* Document extract
- - -

10 powerful new albums to supercharge activists

By Mat Ward

Here are the best new albums that related to this month's politics. (There are actually far more than 10 - count them). What albums would you suggest? Comment on Twitter, Facebook, or email.


On July 1, Mexico elected leftist politician Andres Manuel Lopez Obrador in a landslide. The new president, widely known as AMLO, shared a "respectful" post-victory phone call with US President Donald Trump. Yet two days later it was revealed that Trump was seeking to destabilise the region by repeatedly pressing aides to invade Venezuela. As attacks intensified on leftists in neighbouring Colombia, Brazil and Ecuador, US-based Ecuadorian musician and activist Riobamba limbered up for a gig with a call to abolish prisons in Trump's America, which disproportionately jail African-Americans. On July 20, US rapper Bobby Sessions called on them to break their chains on his uncompromising new album, RVLTN (Chapter 1): The Divided States Of AmeriKKKa. "It's been almost 500 years and we're still not free," said the emcee, whose cousin was shot dead by police in 2012. "People are dying and it's not a message that should be sugar coated." MORE>>> 


On July 18, an event in Melbourne highlighted the staggering amount of government spending on prisons compared with public housing for the vulnerable. Titled "Homes Not Prisons", it noted that the government will spend almost $700 million to build a new 700-bed maximum security prison at Lara — nearly $1 million per prisoner. A week earlier, students occupied three sites in Melbourne to highlight corporate, government and university complicity in the cycle of war, climate destruction and abuse of refugees held indefinitely in detention, noting that "over 137 children are imprisoned on Nauru". Striking the same chord was the new album from LA anarcho-metal band Fortunate Fall, whose song "Wealth In Chains" roars: "Another profit system, oppression in design, victimize populations, school to prison pipeline... Incarcerate the wealthy class that built these walls upon our backs. Incarcerate the wealthy class that built these walls to make some cash." LISTEN>>>

Bobby Sessions "Like Me"

- - -

* Information shown
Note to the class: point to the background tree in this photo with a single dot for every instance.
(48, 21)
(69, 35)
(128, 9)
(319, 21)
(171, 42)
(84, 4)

- - -

* Set exercise
Please state how much money the article on new albums says the government will spend to build the new prison at Lara. The records are separate material and are not part of the article on new albums.

* Right answer
Almost $700 million, nearly $1 million per prisoner.